▸ **Problem 1**
Find every line in the records that contains the word "helmet" and copy each of those lines.

▸ **Excerpt**
2021 GEICO 500
- Date: April 25, 2021
- Location: Talladega Superspeedway in Lincoln, Alabama
- Course: Permanent racing facility
- Course length: 2.66 miles (4.28 km)
- Distance: 191 laps, 508.06 mi (817.48 km)
- Scheduled distance: 188 laps, 500.08 mi (804.64 km)
- Average speed: 147.62 miles per hour (237.57 km/h)

Pole position
- Driver: Denny Hamlin; / Joe Gibbs Racing
- Grid positions set by competition-based formula

Most laps led
- Driver: Denny Hamlin / Joe Gibbs Racing
- Laps: 44

Winner
- No. 2: Brad Keselowski / Team Penske

Television in the United States
- Network: Fox
- Announcers: Mike Joy, Jeff Gordon and Clint Bowyer
- Nielsen ratings: 2.8/4.7 million

Radio in the United States
- Radio: MRN
- Booth announcers: Alex Hayden and Jeff Striegle
- Turn announcers: Dave Moody (1 & 2), Mike Bagley (Backstretch) and Kurt Becker (3 & 4)

▸ **Available data**
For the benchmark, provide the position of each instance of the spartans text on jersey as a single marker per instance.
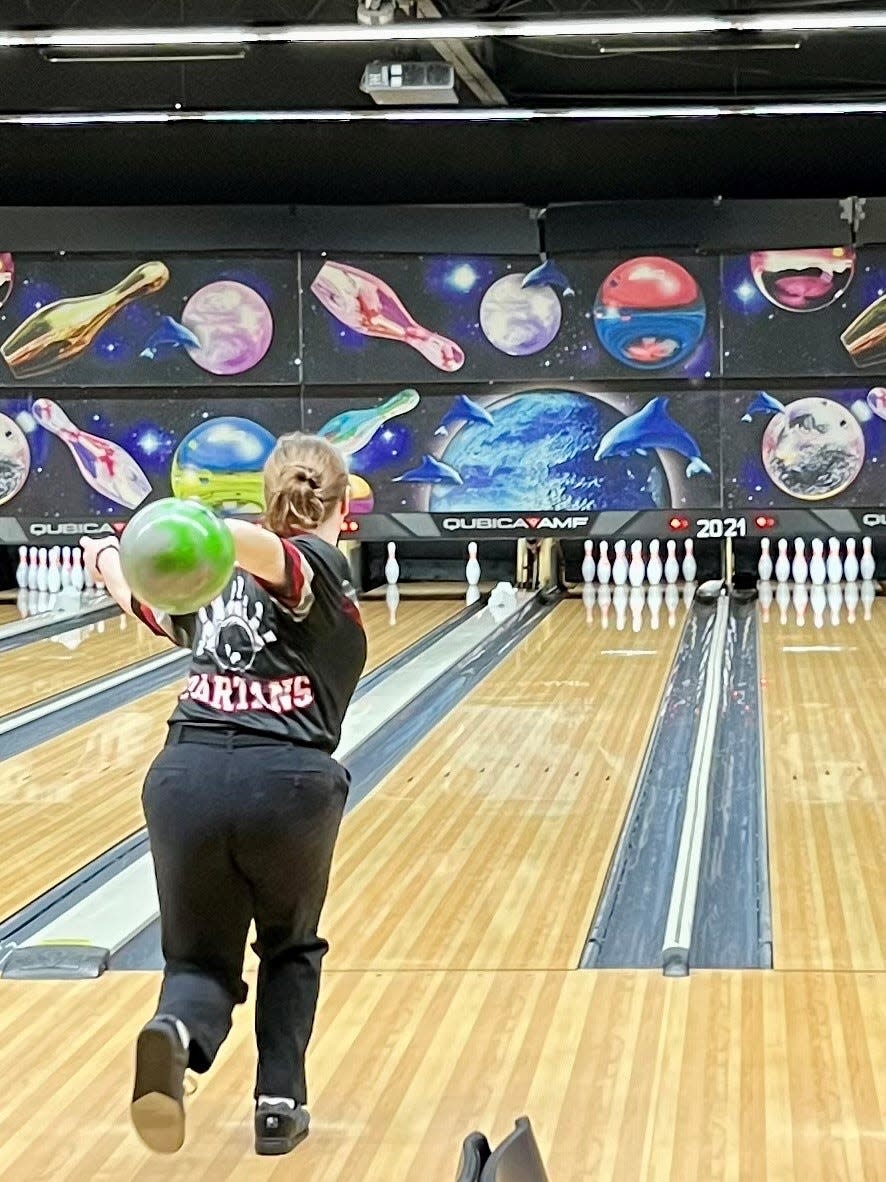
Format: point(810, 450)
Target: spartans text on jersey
point(234, 694)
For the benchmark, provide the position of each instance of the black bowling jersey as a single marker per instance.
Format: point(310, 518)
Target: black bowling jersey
point(282, 662)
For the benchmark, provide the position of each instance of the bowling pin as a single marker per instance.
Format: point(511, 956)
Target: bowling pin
point(604, 597)
point(799, 566)
point(103, 465)
point(392, 598)
point(53, 576)
point(851, 566)
point(57, 332)
point(587, 563)
point(619, 601)
point(653, 569)
point(868, 593)
point(851, 595)
point(764, 566)
point(78, 575)
point(867, 566)
point(471, 571)
point(366, 304)
point(43, 571)
point(637, 601)
point(800, 597)
point(587, 598)
point(672, 597)
point(818, 567)
point(604, 567)
point(21, 569)
point(766, 599)
point(782, 598)
point(672, 567)
point(392, 567)
point(819, 601)
point(636, 567)
point(655, 597)
point(690, 566)
point(782, 563)
point(619, 567)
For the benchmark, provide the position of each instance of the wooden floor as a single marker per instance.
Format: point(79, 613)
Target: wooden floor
point(488, 845)
point(70, 799)
point(626, 1076)
point(43, 668)
point(825, 732)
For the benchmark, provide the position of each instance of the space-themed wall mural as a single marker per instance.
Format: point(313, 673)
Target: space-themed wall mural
point(454, 384)
point(414, 318)
point(509, 447)
point(182, 320)
point(802, 447)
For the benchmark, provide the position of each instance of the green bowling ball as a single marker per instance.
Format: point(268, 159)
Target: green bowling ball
point(176, 556)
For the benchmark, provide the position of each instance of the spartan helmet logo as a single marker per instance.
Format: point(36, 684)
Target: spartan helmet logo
point(230, 630)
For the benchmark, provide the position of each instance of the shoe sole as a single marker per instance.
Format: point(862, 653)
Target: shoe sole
point(158, 1117)
point(274, 1147)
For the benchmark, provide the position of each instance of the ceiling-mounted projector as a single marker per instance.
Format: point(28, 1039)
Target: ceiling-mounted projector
point(409, 83)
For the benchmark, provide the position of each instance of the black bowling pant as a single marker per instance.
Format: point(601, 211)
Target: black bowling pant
point(243, 827)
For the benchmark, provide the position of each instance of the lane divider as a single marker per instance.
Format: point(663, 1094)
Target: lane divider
point(90, 689)
point(681, 913)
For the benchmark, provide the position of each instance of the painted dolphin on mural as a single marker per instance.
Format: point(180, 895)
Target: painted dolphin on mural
point(647, 430)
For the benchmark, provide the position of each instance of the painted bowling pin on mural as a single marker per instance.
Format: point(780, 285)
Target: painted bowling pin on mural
point(367, 305)
point(59, 332)
point(103, 465)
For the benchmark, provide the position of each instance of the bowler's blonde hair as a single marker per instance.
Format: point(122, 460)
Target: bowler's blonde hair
point(305, 480)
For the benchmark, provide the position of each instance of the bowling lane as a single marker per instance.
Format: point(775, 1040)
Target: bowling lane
point(70, 799)
point(825, 721)
point(488, 845)
point(73, 657)
point(414, 618)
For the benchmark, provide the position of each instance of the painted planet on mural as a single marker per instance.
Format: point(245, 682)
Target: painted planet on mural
point(520, 320)
point(650, 313)
point(14, 459)
point(803, 280)
point(221, 463)
point(7, 275)
point(233, 325)
point(539, 453)
point(814, 449)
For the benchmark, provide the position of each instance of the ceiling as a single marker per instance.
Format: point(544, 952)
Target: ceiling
point(529, 163)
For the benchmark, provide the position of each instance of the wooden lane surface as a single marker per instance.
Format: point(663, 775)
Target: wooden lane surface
point(44, 668)
point(825, 732)
point(414, 619)
point(761, 1077)
point(488, 845)
point(71, 798)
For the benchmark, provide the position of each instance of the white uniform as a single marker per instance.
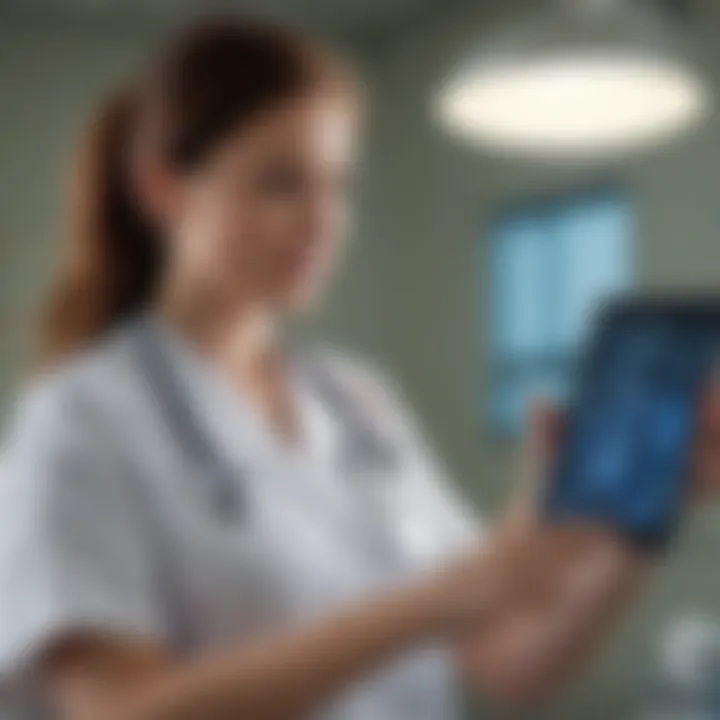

▸ **Problem 2**
Name every announcer listed in the 2021 GEICO 500 summary, including both the television and radio announcers.

▸ **Complete response 1**
For the benchmark, provide the position of each instance of the spartan helmet logo as a single marker per instance.
Target: spartan helmet logo

▸ **Complete response 2**
Mike Joy, Jeff Gordon, Clint Bowyer, Alex Hayden, Jeff Striegle, Dave Moody, Mike Bagley, Kurt Becker